## Instructions for the task
Render every line of the entries below as a JSON list of strings, one string per line, leaving out any blank lines.

——

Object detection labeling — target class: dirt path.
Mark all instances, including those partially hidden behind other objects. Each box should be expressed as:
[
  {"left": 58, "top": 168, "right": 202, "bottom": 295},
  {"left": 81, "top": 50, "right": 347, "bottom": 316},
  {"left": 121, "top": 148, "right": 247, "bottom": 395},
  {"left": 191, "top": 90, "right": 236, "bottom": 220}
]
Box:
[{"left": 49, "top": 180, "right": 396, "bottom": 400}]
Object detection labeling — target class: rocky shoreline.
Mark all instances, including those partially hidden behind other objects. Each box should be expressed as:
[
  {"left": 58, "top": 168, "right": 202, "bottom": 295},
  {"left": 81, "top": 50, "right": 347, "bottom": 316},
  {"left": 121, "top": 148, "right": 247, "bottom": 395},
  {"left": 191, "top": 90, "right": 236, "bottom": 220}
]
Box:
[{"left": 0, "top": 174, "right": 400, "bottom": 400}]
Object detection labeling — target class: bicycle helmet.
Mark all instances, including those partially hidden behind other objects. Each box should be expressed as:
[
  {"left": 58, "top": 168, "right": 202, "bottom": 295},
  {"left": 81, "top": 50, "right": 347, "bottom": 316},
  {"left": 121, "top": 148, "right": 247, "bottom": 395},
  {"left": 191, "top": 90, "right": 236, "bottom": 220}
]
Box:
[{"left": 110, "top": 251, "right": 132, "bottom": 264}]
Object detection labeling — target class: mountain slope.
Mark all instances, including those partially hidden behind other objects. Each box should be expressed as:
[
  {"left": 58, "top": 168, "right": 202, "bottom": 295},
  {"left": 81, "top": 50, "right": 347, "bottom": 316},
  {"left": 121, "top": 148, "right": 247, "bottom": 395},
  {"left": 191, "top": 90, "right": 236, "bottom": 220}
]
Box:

——

## Solution for this task
[
  "Object detection labeling — target class: dirt path.",
  "Mark all instances, including those partially hidden behind other objects. Each box should be expressed as:",
  "[",
  "  {\"left\": 58, \"top\": 168, \"right\": 202, \"bottom\": 295},",
  "  {\"left\": 81, \"top\": 50, \"right\": 347, \"bottom\": 316},",
  "  {\"left\": 121, \"top\": 148, \"right\": 247, \"bottom\": 395},",
  "  {\"left\": 191, \"top\": 90, \"right\": 236, \"bottom\": 220}",
  "]",
  "Box:",
  "[{\"left\": 49, \"top\": 180, \"right\": 396, \"bottom\": 400}]",
  "Object detection labeling — target class: rocky shoreline.",
  "Mark all instances, including those partially hidden behind other objects. Each box should be expressed as:",
  "[",
  "  {\"left\": 58, \"top\": 168, \"right\": 202, \"bottom\": 295},",
  "  {\"left\": 81, \"top\": 50, \"right\": 347, \"bottom\": 316},",
  "  {\"left\": 121, \"top\": 148, \"right\": 247, \"bottom\": 395},",
  "  {\"left\": 191, \"top\": 90, \"right\": 236, \"bottom\": 220}",
  "]",
  "Box:",
  "[{\"left\": 0, \"top\": 174, \"right\": 400, \"bottom\": 400}]",
  "Object detection labeling — target class: bicycle helmet.",
  "Mark all instances, including those partially hidden behind other objects. Each box should be expressed as:",
  "[",
  "  {\"left\": 58, \"top\": 168, \"right\": 202, \"bottom\": 295},",
  "  {\"left\": 81, \"top\": 50, \"right\": 347, \"bottom\": 316},",
  "  {\"left\": 121, \"top\": 148, \"right\": 247, \"bottom\": 395},",
  "  {\"left\": 191, \"top\": 90, \"right\": 236, \"bottom\": 220}",
  "]",
  "Box:",
  "[{\"left\": 110, \"top\": 251, \"right\": 132, \"bottom\": 264}]",
  "Object detection labeling — target class: mountain slope.",
  "Mark all instances, including those partially hidden behind other objects. Each box should be expressed as:",
  "[",
  "  {\"left\": 58, \"top\": 168, \"right\": 202, \"bottom\": 295},",
  "  {\"left\": 81, \"top\": 50, \"right\": 347, \"bottom\": 316},",
  "  {\"left\": 121, \"top\": 148, \"right\": 247, \"bottom\": 395},",
  "  {\"left\": 191, \"top\": 90, \"right\": 236, \"bottom\": 220}",
  "]",
  "Box:"
]